# [Extrait]
───
Noël promet. Dans une série intitulée « Petits crimes de Noël », Anne Perry explore ses héros secondaires confrontés à des enquêtes criminelles à l’époque victorienne. Le contraste entre le symbole de l’Enfant divin qui vient au monde pour le délivrer du mal – et la société coincée, corsetée, immobile, fin du siècle impérial et positiviste, fait des étincelles sous la plume acérée de l’auteur.

Runcorn est devenu commissaire à la place de Monk. Il s’isole dans l’île d’Anglesey pour se laver des turpitudes criminelles londoniennes, mais ne voilà-t-il pas que le destin le rattrape ? Ou bien est-ce Dieu qui lui fait un clin d’œil ? Une belle jeune femme libre, sœur du pasteur et qui a repoussé tous ses prétendants, est découverte assassinée d’un coup de couteau de cuisine dans le bas du thorax. Runcorn la trouve raide, par un matin gelé, au bord du cimetière.
───
# [Données fournies]
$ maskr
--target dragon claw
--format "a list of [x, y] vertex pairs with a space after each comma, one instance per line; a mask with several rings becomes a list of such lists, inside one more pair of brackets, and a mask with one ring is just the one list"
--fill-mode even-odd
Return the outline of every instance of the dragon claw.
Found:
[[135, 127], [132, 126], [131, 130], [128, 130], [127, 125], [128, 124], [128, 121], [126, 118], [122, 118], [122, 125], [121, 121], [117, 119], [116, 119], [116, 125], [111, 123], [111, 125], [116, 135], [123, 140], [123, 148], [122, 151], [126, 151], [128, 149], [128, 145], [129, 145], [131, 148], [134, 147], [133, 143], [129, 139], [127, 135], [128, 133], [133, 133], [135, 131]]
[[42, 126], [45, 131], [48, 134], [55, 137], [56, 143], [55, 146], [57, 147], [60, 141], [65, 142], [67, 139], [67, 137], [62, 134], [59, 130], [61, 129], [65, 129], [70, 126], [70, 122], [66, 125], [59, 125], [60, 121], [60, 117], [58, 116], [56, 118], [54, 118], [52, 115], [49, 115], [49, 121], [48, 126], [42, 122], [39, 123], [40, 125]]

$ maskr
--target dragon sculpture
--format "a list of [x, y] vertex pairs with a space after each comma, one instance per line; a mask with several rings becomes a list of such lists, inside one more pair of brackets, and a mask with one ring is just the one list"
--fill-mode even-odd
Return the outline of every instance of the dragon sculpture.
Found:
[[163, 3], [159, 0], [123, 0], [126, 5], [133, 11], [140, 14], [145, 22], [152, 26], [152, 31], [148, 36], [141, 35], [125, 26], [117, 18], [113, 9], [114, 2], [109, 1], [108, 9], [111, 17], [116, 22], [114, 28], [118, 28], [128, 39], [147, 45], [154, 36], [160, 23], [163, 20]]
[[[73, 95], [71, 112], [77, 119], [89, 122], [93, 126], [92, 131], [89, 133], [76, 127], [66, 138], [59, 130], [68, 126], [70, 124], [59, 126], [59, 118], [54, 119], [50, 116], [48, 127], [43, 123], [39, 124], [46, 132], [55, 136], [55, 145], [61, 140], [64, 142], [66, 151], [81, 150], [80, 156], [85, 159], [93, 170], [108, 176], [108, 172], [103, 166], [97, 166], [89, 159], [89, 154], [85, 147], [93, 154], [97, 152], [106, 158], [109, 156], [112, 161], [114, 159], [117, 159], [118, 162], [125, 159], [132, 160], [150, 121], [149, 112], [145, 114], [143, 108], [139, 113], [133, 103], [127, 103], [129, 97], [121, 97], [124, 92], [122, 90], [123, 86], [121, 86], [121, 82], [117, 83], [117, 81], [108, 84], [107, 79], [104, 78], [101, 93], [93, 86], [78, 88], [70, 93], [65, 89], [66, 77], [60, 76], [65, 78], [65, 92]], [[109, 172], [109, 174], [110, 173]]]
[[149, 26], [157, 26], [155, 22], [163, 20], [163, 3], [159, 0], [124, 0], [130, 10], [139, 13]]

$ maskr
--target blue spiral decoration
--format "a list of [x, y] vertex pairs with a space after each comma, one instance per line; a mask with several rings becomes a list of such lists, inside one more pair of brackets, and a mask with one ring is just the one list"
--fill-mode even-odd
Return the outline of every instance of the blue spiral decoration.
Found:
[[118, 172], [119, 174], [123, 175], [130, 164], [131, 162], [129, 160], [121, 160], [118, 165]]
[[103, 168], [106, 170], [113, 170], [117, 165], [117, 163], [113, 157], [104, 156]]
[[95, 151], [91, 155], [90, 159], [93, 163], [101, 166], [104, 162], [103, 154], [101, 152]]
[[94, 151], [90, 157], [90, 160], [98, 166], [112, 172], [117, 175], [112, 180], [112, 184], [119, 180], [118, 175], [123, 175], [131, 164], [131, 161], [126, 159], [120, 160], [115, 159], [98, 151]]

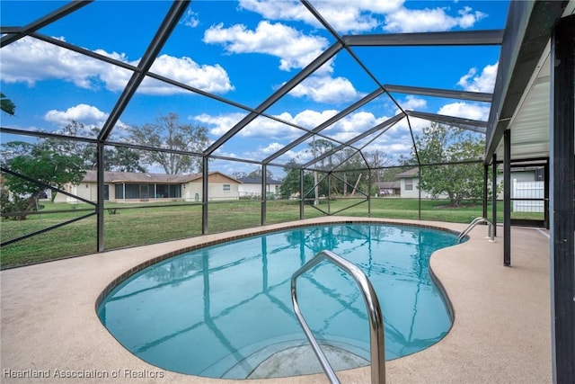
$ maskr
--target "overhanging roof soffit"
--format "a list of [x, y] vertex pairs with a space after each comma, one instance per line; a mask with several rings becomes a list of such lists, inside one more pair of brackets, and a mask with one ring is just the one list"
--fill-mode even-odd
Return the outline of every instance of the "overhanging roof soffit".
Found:
[[447, 32], [382, 33], [347, 35], [343, 41], [349, 47], [500, 45], [504, 30], [456, 31]]
[[491, 99], [493, 98], [493, 94], [485, 94], [482, 92], [453, 91], [447, 89], [393, 85], [385, 85], [384, 88], [385, 88], [385, 90], [389, 93], [420, 94], [423, 96], [445, 97], [447, 99], [462, 99], [473, 102], [491, 103]]
[[487, 121], [440, 115], [437, 113], [418, 112], [415, 111], [406, 111], [406, 113], [411, 117], [424, 119], [429, 121], [440, 122], [443, 124], [462, 128], [464, 129], [473, 130], [473, 132], [485, 134], [487, 130]]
───
# [Consigne]
Écrivez la suite du texte sur les « Petits crimes de Noël » d'Anne Perry, juste après sa dernière phrase.

# [Réponse]
Il va mener l’enquête, timidement d’abord parce que ce n’est ni son pays ni son territoire, mais poussé par l’incapacité manifeste des autorités du lieu qui n’ont jamais vu ça.

C’est qu’il est bien difficile d’être juge et partie dans cette île minuscule où tout le monde se connaît depuis les Normands. Ce microcosme de la « bonne société » n’ose surtout pas briser les « convenances », ni enquêter sur les turpitudes d’autrui. Nous sommes dans le ‘can’t’, cette hypocrisie typiquement victorienne. La réalité est-elle trop crue ou trop mauvaise ? Il faut la repeindre en rose et se raconter une histoire pour rester dans le ton convenable.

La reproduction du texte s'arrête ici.